> _About this task_
The response has to reproduce all entries exactly while excluding their pictures.

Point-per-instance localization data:
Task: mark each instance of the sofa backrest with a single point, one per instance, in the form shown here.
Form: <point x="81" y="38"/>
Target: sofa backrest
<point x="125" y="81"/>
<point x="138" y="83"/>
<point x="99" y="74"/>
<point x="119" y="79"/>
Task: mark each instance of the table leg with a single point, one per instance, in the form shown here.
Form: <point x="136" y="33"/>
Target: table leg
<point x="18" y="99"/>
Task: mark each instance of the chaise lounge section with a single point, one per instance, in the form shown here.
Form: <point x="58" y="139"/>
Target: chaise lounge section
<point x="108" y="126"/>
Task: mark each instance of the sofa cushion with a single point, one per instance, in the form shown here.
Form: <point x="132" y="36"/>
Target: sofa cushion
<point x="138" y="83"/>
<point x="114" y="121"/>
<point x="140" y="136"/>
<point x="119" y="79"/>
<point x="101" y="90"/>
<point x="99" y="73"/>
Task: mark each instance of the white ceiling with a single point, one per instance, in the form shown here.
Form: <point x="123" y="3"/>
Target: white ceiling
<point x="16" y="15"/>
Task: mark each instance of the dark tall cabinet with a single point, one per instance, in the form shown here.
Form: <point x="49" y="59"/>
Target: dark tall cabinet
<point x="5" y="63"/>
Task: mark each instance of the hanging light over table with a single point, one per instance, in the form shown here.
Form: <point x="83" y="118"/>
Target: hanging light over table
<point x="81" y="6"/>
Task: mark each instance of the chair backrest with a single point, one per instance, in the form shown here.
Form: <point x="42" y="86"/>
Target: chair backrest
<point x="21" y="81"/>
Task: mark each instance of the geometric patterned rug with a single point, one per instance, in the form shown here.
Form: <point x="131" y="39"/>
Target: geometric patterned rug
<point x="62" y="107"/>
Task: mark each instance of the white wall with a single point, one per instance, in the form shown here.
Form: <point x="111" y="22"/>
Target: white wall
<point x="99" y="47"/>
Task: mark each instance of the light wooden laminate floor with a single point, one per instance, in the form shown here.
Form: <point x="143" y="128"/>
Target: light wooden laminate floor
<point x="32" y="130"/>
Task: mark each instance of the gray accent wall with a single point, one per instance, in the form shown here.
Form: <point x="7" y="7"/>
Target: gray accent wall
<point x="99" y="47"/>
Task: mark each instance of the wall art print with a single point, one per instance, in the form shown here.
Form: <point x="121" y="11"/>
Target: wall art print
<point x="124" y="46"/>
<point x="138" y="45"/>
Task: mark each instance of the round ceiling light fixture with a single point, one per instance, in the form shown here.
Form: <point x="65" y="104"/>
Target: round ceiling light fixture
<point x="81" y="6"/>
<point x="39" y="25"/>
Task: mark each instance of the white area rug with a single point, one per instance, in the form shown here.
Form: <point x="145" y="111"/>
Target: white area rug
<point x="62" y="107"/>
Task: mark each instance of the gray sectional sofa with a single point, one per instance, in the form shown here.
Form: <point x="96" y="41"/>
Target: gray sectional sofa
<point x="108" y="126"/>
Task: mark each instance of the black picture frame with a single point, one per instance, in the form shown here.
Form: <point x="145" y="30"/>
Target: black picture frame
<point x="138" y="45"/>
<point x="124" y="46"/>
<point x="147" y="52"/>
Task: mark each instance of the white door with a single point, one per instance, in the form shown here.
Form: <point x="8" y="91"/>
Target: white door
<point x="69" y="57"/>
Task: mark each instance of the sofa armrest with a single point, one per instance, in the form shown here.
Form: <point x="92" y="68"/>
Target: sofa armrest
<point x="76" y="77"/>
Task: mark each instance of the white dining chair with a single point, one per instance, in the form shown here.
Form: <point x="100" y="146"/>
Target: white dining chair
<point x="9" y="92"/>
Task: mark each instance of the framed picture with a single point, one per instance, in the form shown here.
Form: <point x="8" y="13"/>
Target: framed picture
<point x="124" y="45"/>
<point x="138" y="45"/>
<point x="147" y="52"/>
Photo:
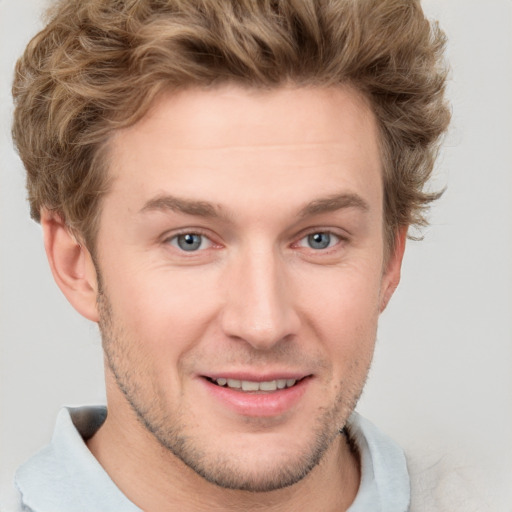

> _Result of this exercise_
Task: mark each instance of the sofa backrest with a single point, one per instance, in the form shown here.
Form: <point x="81" y="38"/>
Target: sofa backrest
<point x="125" y="81"/>
<point x="138" y="83"/>
<point x="99" y="74"/>
<point x="119" y="79"/>
Task: mark each instance of the table leg with a single point, one per instance, in the form shown here.
Form: <point x="136" y="33"/>
Target: table leg
<point x="18" y="99"/>
Task: mark each instance of the chaise lounge section with a single point, one per instance, in the form shown here.
Form: <point x="58" y="139"/>
Target: chaise lounge section
<point x="108" y="126"/>
Task: mark each instance of the sofa cushion with a single point, one per instance, in the form shown here.
Form: <point x="132" y="36"/>
Target: sofa cushion
<point x="138" y="83"/>
<point x="114" y="121"/>
<point x="140" y="136"/>
<point x="119" y="79"/>
<point x="101" y="90"/>
<point x="99" y="73"/>
Task: mark each instance of the white ceiling with a single point, one per instance, in the form shown here.
Form: <point x="123" y="3"/>
Target: white ceiling
<point x="16" y="15"/>
Task: mark each instance of the dark tall cabinet with a single point, one per instance, in the form shown here.
Form: <point x="49" y="59"/>
Target: dark tall cabinet
<point x="5" y="63"/>
Task: mark each instance of the hanging light over table with a single point, one per instance, in the form shown here.
Form: <point x="83" y="118"/>
Target: hanging light over table
<point x="81" y="6"/>
Task: mark each instance of the chair backrest with a single point, one per instance, in the form shown here.
Form: <point x="42" y="86"/>
Target: chair backrest
<point x="21" y="81"/>
Task: mark each instance of the geometric patterned rug with a single point, one per instance, in the form shown here.
Form: <point x="131" y="39"/>
Target: geometric patterned rug
<point x="62" y="107"/>
Task: mark each instance of the white wall with a single point, one per instance, in the form shown here.
Form: <point x="111" y="22"/>
Target: white wall
<point x="99" y="47"/>
Task: mark each instance of the light wooden laminate floor with a single point, one per instance, in the form shown here.
Form: <point x="143" y="128"/>
Target: light wooden laminate floor
<point x="32" y="130"/>
Task: mark each instance of the gray accent wall with a single point, one per instance, in the form shown here.
Form: <point x="7" y="7"/>
Target: gray accent wall
<point x="99" y="47"/>
Task: mark each instance of the wall art print with a single point, one per instance, in the form shown here.
Form: <point x="121" y="11"/>
Target: wall art print
<point x="124" y="46"/>
<point x="138" y="45"/>
Task: mark each instance of the round ceiling light fixture with a single point, one per instance, in the form shown here.
Form: <point x="65" y="104"/>
Target: round ceiling light fixture
<point x="81" y="6"/>
<point x="39" y="25"/>
Task: mark each instance of the white area rug with a single point, one per instance, in the form shown here.
Form: <point x="145" y="111"/>
Target: white area rug
<point x="62" y="107"/>
Task: mark each instance of the gray sectional sofa with a single point, one per instance, in the form shown here.
Form: <point x="96" y="41"/>
Target: gray sectional sofa
<point x="108" y="126"/>
Task: mark each instance of the black picture frame with a single point, one per instance, in the form shown here.
Form: <point x="145" y="30"/>
Target: black picture frame
<point x="138" y="45"/>
<point x="124" y="46"/>
<point x="147" y="52"/>
Task: mark each instance of the white door with a single point, one per instance, in the form shown here.
Form: <point x="8" y="91"/>
Target: white door
<point x="69" y="57"/>
Task: mark each instance of the sofa armrest with a single point, one per instance, in the form shown here.
Form: <point x="92" y="68"/>
Target: sofa armrest
<point x="76" y="77"/>
Task: mark each instance of the white dining chair with a single point, one per instance, in the form shown here.
Form: <point x="100" y="146"/>
Target: white dining chair
<point x="9" y="92"/>
Task: mark each instance of the framed picture with a single point, one per instance, in the form shown here.
Form: <point x="8" y="13"/>
Target: framed picture
<point x="124" y="45"/>
<point x="138" y="45"/>
<point x="147" y="52"/>
Photo:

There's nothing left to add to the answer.